BEGIN
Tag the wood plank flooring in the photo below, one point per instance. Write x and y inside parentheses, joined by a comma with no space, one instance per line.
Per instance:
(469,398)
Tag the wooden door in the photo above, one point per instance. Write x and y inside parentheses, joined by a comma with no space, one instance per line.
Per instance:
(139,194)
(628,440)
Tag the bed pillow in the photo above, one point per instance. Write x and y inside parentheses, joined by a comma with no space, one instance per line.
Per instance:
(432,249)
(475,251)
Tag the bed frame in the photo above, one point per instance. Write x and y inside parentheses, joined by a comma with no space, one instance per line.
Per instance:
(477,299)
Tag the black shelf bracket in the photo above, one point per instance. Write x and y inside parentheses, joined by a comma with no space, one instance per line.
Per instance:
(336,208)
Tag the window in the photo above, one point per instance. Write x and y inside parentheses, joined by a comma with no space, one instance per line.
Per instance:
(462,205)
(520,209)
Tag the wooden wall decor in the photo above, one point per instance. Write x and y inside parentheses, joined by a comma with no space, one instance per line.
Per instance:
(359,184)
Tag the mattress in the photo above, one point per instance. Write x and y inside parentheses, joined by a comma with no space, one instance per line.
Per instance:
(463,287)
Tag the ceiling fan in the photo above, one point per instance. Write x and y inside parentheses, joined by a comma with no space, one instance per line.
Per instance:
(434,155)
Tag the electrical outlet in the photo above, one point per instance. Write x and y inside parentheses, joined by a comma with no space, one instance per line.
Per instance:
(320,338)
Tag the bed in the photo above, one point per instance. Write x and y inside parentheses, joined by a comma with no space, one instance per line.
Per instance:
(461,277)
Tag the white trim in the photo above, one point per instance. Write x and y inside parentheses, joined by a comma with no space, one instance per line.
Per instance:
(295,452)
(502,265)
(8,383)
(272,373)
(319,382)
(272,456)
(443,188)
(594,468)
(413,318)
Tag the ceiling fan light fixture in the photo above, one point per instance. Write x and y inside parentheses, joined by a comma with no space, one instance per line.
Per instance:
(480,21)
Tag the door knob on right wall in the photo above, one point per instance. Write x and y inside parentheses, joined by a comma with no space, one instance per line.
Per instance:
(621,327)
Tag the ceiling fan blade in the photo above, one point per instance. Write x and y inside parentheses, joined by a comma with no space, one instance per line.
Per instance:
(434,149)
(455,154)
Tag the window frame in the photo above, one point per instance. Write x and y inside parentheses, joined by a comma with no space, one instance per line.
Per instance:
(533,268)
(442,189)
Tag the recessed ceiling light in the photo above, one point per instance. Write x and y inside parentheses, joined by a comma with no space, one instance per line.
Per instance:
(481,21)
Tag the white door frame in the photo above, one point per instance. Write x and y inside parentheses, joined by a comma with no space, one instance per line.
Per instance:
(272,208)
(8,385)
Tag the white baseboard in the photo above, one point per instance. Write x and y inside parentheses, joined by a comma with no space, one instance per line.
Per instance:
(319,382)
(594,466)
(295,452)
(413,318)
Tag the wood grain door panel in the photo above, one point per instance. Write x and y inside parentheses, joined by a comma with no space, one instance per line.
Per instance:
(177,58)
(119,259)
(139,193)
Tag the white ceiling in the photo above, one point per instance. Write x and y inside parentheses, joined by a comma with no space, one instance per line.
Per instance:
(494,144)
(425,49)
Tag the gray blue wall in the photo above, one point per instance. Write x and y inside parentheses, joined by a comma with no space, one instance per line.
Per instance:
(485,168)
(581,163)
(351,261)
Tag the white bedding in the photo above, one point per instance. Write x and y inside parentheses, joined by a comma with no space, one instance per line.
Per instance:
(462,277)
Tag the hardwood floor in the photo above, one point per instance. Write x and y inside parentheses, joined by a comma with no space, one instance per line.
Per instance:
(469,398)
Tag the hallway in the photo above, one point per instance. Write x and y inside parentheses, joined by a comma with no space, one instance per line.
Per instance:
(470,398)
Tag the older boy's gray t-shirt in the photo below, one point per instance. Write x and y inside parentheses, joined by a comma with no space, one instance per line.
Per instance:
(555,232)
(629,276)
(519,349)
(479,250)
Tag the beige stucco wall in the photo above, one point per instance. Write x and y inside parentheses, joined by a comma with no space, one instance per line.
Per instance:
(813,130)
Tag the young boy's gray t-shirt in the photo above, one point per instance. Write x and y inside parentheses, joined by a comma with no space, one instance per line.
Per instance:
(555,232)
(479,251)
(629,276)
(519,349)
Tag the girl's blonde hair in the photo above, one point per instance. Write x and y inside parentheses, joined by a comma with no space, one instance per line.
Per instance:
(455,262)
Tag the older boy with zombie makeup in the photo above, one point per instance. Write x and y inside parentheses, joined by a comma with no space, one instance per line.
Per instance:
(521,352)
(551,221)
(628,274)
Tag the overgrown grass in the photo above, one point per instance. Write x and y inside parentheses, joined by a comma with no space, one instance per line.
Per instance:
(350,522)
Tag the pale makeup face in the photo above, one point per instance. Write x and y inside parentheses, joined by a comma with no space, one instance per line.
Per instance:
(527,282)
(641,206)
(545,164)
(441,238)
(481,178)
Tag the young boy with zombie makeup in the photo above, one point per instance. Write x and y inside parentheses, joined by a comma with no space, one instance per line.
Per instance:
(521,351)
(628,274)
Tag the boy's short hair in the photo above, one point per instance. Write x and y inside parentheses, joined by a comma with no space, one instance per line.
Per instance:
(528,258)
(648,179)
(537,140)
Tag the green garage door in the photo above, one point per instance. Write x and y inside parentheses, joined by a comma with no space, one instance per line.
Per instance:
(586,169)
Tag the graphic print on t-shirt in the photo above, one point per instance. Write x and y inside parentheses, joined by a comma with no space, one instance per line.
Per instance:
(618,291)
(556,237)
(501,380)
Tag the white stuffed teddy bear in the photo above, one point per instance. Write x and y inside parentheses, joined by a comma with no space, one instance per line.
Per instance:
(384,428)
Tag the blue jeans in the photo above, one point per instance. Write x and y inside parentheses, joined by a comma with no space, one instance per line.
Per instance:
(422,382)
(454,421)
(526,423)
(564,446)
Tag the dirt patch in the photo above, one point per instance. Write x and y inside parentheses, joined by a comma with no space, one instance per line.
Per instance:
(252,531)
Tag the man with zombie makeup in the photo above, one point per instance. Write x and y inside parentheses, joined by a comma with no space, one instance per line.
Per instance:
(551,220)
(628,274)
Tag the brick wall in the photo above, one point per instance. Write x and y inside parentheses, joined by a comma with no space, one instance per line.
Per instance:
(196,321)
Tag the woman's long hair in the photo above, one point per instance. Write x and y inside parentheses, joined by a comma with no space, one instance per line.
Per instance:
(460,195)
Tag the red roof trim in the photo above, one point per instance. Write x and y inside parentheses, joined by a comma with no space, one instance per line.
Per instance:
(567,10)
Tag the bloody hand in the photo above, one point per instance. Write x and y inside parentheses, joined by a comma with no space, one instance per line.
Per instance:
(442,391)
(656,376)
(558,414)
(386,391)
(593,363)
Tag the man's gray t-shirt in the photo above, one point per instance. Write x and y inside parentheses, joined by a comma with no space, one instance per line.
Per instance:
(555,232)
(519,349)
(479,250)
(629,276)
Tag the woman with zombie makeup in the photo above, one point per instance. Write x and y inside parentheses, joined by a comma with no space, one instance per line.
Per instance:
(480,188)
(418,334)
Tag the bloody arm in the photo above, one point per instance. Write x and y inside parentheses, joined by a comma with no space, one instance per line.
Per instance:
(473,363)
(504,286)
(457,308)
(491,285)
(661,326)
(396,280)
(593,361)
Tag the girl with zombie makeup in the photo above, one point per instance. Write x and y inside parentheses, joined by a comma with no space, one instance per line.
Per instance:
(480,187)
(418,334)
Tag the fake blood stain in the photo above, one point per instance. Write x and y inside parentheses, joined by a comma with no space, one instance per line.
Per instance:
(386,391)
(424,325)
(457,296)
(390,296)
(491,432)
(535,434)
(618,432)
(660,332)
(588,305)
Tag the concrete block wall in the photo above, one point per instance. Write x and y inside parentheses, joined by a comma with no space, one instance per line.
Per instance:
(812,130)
END
- [Written problem] Please copy the lines above word for word, starting with the line that contains "Tag the concrete" and going on through the last line of the material.

- [Written response]
Tag the concrete block wall in the photo above, one point per instance. Write x and y inside parentheses, joined by a comma with no space, one instance per line.
Per instance:
(812,130)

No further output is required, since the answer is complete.